### 文本部分
————————

TathyaNyaya与FactLegalLlama：在印度法律语境中推进事实判决预测与解释 (TathyaNyaya and FactLegalLlama: Advancing Factual Judgment Prediction and Explanation in the Indian Legal Context)

In the landscape of Fact-based Judgment Prediction and Explanation (FJPE), reliance on factual data is essential for developing robust and realistic AI-driven decision-making tools. This paper introduces TathyaNyaya, the largest annotated dataset for FJPE tailored to the Indian legal context, encompassing judgments from the Supreme Court of India and various High Courts. Derived from the Hindi terms "Tathya" (fact) and "Nyaya" (justice), the TathyaNyaya dataset is uniquely designed to focus on factual statements rather than complete legal texts, reflecting real-world judicial processes where factual data drives outcomes. Complementing this dataset, we present FactLegalLlama, an instruction-tuned variant of the LLaMa-3-8B Large Language Model (LLM), optimized for generating high-quality explanations in FJPE tasks. Finetuned on the factual data in TathyaNyaya, FactLegalLlama integrates predictive accuracy with coherent, contextually relevant explanations, addressing the critical need for transparency and interpretability in AI-assisted legal systems. Our methodology combines transformers for binary judgment prediction with FactLegalLlama for explanation generation, creating a robust framework for advancing FJPE in the Indian legal domain. TathyaNyaya not only surpasses existing datasets in scale and diversity but also establishes a benchmark for building explainable AI systems in legal analysis. The findings underscore the importance of factual precision and domain-specific tuning in enhancing predictive performance and interpretability, positioning TathyaNyaya and FactLegalLlama as foundational resources for AI-assisted legal decision-making.

————————

### 题目要求
逐字输出上文关于TathyaNyaya数据集与FactLegalLlama模型的全部内容，不做任何改动。

————————

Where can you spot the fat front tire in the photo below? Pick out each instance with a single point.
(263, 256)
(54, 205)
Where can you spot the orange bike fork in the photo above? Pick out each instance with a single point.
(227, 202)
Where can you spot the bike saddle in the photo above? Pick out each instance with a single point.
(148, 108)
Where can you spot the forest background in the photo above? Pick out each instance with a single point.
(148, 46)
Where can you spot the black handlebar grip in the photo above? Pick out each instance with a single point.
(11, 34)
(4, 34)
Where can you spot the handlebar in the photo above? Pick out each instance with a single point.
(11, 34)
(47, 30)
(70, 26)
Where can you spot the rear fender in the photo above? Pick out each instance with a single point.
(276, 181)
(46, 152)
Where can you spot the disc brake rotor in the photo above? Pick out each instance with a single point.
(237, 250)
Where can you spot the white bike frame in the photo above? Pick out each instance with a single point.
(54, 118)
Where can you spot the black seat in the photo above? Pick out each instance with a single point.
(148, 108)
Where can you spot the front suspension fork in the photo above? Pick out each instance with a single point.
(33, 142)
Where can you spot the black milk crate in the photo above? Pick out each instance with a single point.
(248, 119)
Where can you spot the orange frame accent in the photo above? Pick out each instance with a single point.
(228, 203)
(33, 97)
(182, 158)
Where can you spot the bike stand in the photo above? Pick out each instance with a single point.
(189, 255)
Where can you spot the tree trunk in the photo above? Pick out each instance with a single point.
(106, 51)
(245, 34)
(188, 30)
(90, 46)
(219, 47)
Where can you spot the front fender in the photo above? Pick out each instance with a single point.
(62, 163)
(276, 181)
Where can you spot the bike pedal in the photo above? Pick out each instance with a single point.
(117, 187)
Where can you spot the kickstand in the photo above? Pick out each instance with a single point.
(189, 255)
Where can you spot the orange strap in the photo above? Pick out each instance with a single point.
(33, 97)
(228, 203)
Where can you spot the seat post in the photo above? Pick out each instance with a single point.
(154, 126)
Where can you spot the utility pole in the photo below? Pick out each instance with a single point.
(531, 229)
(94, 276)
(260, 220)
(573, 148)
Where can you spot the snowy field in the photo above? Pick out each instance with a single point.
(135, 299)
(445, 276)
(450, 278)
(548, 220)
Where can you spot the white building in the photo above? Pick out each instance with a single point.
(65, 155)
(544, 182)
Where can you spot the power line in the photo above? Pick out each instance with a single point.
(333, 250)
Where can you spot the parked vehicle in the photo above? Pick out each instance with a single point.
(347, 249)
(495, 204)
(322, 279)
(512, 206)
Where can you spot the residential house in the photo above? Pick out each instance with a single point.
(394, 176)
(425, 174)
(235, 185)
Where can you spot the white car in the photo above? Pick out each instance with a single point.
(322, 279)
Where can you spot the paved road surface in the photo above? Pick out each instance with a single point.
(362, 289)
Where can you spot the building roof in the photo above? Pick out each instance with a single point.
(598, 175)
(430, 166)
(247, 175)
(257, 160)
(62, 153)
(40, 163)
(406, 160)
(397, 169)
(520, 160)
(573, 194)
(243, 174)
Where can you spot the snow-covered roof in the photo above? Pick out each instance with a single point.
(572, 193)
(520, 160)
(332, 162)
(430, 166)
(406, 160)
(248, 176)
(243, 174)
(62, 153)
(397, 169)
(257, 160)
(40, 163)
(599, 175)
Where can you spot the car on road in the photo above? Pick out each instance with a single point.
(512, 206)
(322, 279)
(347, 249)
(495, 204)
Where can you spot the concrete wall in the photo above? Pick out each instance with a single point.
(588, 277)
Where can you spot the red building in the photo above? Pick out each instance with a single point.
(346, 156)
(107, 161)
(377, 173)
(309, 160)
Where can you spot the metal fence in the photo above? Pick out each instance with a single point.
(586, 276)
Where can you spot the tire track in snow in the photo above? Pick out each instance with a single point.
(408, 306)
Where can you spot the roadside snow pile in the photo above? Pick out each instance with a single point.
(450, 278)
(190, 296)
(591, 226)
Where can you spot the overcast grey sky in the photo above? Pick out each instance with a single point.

————————

### 本题结果
TathyaNyaya与FactLegalLlama：在印度法律语境中推进事实判决预测与解释 (TathyaNyaya and FactLegalLlama: Advancing Factual Judgment Prediction and Explanation in the Indian Legal Context)

In the landscape of Fact-based Judgment Prediction and Explanation (FJPE), reliance on factual data is essential for developing robust and realistic AI-driven decision-making tools. This paper introduces TathyaNyaya, the largest annotated dataset for FJPE tailored to the Indian legal context, encompassing judgments from the Supreme Court of India and various High Courts. Derived from the Hindi terms "Tathya" (fact) and "Nyaya" (justice), the TathyaNyaya dataset is uniquely designed to focus on factual statements rather than complete legal texts, reflecting real-world judicial processes where factual data drives outcomes. Complementing this dataset, we present FactLegalLlama, an instruction-tuned variant of the LLaMa-3-8B Large Language Model (LLM), optimized for generating high-quality explanations in FJPE tasks. Finetuned on the factual data in TathyaNyaya, FactLegalLlama integrates predictive accuracy with coherent, contextually relevant explanations, addressing the critical need for transparency and interpretability in AI-assisted legal systems. Our methodology combines transformers for binary judgment prediction with FactLegalLlama for explanation generation, creating a robust framework for advancing FJPE in the Indian legal domain. TathyaNyaya not only surpasses existing datasets in scale and diversity but also establishes a benchmark for building explainable AI systems in legal analysis. The findings underscore the importance of factual precision and domain-specific tuning in enhancing predictive performance and interpretability, positioning TathyaNyaya and FactLegalLlama as foundational resources for AI-assisted legal decision-making.